▸ **DATASET CONTENT**
--- begin ---
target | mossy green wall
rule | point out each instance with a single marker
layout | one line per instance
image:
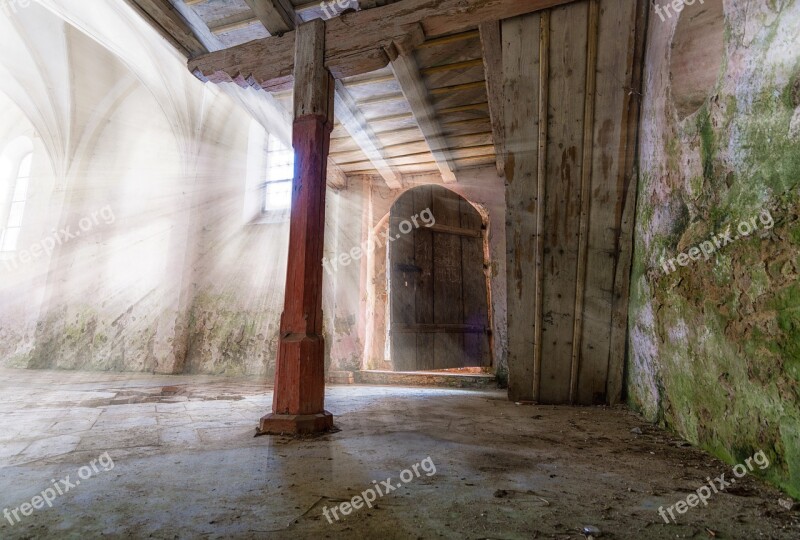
(714, 347)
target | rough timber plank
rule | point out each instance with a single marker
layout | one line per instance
(521, 92)
(613, 68)
(562, 206)
(627, 181)
(493, 64)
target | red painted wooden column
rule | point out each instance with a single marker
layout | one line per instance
(299, 401)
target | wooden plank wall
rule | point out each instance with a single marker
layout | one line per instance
(569, 194)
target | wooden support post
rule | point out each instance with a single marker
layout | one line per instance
(299, 400)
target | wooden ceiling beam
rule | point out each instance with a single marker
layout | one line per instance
(356, 42)
(169, 23)
(359, 129)
(198, 27)
(407, 73)
(277, 16)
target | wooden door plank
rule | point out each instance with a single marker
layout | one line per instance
(447, 279)
(476, 345)
(423, 250)
(403, 286)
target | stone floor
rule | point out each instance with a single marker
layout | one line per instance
(186, 465)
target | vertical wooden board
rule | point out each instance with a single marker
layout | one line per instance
(423, 251)
(622, 284)
(562, 202)
(447, 277)
(476, 345)
(403, 293)
(617, 25)
(520, 37)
--- end ---
▸ **WHAT IS BEING ASKED**
Skipping the pictures, transcribe each line above exactly as it appears.

▸ **EXPECTED ANSWER**
target | mossy green wall
rule | point out each instance with a single marker
layout | one line per instance
image:
(714, 347)
target | rough timber plank
rule | point out each instance with a single marker
layout | one line per instance
(521, 92)
(613, 68)
(562, 206)
(627, 181)
(493, 64)
target | red painted wooden column
rule | point out each instance with a single marker
layout | one line per instance
(299, 401)
target | wooden plank wall
rule | point out each instance with a single marker
layout | one line per instance
(569, 194)
target | wooden support post
rule | point out each instance with a single marker
layout | one line per instance
(299, 400)
target | wooden ceiling beam
rule | point out each instance with a single marker
layout | one line per instance
(356, 42)
(169, 23)
(359, 129)
(198, 27)
(407, 73)
(277, 16)
target | wooden door plank
rule | point out each instance with a single marker
layout | one line per instance
(447, 279)
(476, 345)
(423, 250)
(403, 286)
target | stone floor
rule | point out each instance with a single marker
layout | one line per instance
(186, 465)
target | vertical wooden board
rule | point out each instance with a single marker
layout | one line per instance
(423, 251)
(622, 284)
(562, 202)
(447, 277)
(476, 345)
(403, 293)
(617, 25)
(520, 37)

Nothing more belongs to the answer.